### [SOURCE]
Have we reached peak virtue signalling yet?
A couple of days ago Sarah mentioned in passing that she thought she was seeing a welcome shift in popular fiction: “I think the mood is changing. Only six months ago, I swear every cozy mystery released genuflected towards the homeless, who were always laid off computer programmers, or something. Now… not so much.”
That observation cheered me for two whole days… until I decided to take a break from my current preoccupations (reviewing German and soaking up Appalachian folklore) with the latest Dana Stabenow. I don’t usually name writers with whom I have a bone to pick on this blog, but in this case I think it’s relevant. You see, Stabenow isn’t exactly a struggling mystery writer who might feel a need to keep in good with her publishers. She is extremely successful. And I don’t read her books because I’m longing to be lectured on the correct opinions of the year (Month. Day. Hour. Whatever. They’re moving too fast for anybody to keep up with.) I picked up the new Kate Shugak novel expecting the usual: some malfeasance wrapped up in Alaska Bush stories, an occasional recipe, and the shenanigans of the Aunties who keep the Park in line.

### [WHAT YOU HAVE TO DO]
In the blog post on virtue signalling, what two preoccupations did the writer take a break from to read the latest Dana Stabenow?

### [ENTRIES SHOWN]

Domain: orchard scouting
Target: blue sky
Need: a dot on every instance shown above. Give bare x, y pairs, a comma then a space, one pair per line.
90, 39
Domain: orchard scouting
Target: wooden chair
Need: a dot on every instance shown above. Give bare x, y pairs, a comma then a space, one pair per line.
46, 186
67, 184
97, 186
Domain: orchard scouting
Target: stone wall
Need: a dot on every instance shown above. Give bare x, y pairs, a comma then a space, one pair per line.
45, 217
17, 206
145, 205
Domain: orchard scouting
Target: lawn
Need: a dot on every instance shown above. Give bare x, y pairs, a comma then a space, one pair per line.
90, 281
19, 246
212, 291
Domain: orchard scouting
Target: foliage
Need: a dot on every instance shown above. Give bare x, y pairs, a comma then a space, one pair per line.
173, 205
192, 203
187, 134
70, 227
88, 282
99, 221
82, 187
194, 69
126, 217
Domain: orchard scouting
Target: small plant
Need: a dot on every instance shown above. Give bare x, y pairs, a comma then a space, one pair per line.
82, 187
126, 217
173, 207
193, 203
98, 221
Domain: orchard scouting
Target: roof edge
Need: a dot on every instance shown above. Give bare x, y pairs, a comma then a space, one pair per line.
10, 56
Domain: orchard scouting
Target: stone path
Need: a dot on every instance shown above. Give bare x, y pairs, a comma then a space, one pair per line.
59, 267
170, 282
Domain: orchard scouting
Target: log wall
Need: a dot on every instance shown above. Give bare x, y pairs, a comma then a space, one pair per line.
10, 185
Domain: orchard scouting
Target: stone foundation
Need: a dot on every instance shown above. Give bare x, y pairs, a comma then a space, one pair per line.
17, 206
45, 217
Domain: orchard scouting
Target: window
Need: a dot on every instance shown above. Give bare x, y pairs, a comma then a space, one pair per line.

### [ANSWER TO THE PROBLEM]
Reviewing German and soaking up Appalachian folklore.